■ **Aim of the exercise**
Reproduce each of the entries below verbatim, with no changes of any kind.

Dataset entries
★ ★ ★

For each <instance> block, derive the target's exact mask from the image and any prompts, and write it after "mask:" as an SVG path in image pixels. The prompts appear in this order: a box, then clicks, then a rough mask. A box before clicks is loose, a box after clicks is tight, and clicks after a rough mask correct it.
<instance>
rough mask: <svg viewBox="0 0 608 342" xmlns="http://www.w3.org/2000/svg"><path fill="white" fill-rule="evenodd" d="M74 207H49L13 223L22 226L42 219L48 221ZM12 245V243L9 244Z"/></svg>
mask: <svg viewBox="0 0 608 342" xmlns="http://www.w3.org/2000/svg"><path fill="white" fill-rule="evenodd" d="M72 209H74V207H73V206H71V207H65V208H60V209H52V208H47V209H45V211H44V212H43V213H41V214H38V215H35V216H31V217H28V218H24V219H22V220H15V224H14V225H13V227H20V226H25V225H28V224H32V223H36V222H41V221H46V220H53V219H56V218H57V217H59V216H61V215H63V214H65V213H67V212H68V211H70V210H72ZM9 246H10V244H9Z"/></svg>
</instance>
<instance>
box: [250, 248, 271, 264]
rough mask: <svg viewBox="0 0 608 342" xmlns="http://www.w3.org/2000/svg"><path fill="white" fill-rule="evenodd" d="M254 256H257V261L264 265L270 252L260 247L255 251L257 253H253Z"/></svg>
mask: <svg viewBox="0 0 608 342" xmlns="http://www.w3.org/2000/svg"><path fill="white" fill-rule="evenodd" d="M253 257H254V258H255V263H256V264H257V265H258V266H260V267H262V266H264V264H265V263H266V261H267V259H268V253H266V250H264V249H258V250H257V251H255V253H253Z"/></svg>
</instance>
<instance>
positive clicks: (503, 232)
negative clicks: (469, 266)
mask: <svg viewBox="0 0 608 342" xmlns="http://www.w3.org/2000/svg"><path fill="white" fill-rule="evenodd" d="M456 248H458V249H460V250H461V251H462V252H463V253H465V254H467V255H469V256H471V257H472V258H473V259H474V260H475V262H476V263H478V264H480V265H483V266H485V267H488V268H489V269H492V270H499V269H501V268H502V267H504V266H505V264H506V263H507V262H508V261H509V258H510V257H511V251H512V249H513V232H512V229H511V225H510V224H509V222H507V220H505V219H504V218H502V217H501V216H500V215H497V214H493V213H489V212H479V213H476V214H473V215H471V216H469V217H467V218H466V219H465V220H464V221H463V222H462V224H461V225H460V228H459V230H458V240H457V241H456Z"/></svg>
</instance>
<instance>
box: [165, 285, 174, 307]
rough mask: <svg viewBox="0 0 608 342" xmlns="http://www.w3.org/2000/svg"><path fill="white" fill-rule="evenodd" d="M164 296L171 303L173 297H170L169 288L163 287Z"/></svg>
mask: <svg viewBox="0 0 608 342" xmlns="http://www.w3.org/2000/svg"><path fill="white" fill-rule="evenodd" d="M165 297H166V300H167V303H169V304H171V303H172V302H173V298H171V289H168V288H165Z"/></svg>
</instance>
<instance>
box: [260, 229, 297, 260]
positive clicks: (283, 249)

★ ★ ★

■ **Response**
For each <instance> block, derive the target's exact mask from the image and any prompts, and write it after "mask:" as an SVG path in image pixels. The prompts appear in this order: a box, then clicks, then a rough mask. A box before clicks is loose, a box after clicks is tight, and clicks after a rough mask correct it.
<instance>
rough mask: <svg viewBox="0 0 608 342" xmlns="http://www.w3.org/2000/svg"><path fill="white" fill-rule="evenodd" d="M74 207H49L13 223L22 226L42 219L48 221ZM12 245V243L9 244Z"/></svg>
mask: <svg viewBox="0 0 608 342" xmlns="http://www.w3.org/2000/svg"><path fill="white" fill-rule="evenodd" d="M72 209H74V207H73V206H71V207H65V208H60V209H52V208H47V209H45V211H44V212H43V213H41V214H38V215H35V216H31V217H28V218H24V219H22V220H15V224H14V225H13V227H20V226H25V225H28V224H32V223H36V222H41V221H46V220H53V219H56V218H57V217H59V216H61V215H63V214H65V213H67V212H68V211H70V210H72ZM9 246H10V244H9Z"/></svg>
</instance>
<instance>
box: [250, 248, 271, 264]
rough mask: <svg viewBox="0 0 608 342" xmlns="http://www.w3.org/2000/svg"><path fill="white" fill-rule="evenodd" d="M254 256H257V261L264 265L270 252L260 247L255 251L257 253H253Z"/></svg>
mask: <svg viewBox="0 0 608 342" xmlns="http://www.w3.org/2000/svg"><path fill="white" fill-rule="evenodd" d="M253 257H254V258H255V263H256V264H257V265H258V266H260V267H262V266H264V264H265V263H266V261H267V259H268V253H266V250H264V249H258V250H257V251H255V253H253Z"/></svg>
</instance>
<instance>
positive clicks: (503, 232)
negative clicks: (469, 266)
mask: <svg viewBox="0 0 608 342" xmlns="http://www.w3.org/2000/svg"><path fill="white" fill-rule="evenodd" d="M456 248H458V249H460V250H461V251H462V252H463V253H465V254H467V255H469V256H471V257H472V258H473V259H474V260H475V262H476V263H478V264H480V265H483V266H485V267H488V268H489V269H492V270H499V269H501V268H502V267H504V266H505V264H506V263H507V262H508V261H509V258H510V257H511V251H512V249H513V232H512V229H511V225H510V224H509V222H507V220H505V219H504V218H502V217H501V216H500V215H497V214H493V213H489V212H479V213H476V214H473V215H471V216H469V217H467V218H466V219H465V220H464V221H463V222H462V224H461V225H460V228H459V230H458V240H457V241H456Z"/></svg>
</instance>
<instance>
box: [165, 285, 174, 307]
rough mask: <svg viewBox="0 0 608 342" xmlns="http://www.w3.org/2000/svg"><path fill="white" fill-rule="evenodd" d="M164 296L171 303L173 297H170L169 288L163 287Z"/></svg>
mask: <svg viewBox="0 0 608 342" xmlns="http://www.w3.org/2000/svg"><path fill="white" fill-rule="evenodd" d="M165 297H166V300H167V303H169V304H171V303H172V302H173V298H171V289H168V288H165Z"/></svg>
</instance>
<instance>
box: [260, 229, 297, 260]
positive clicks: (283, 249)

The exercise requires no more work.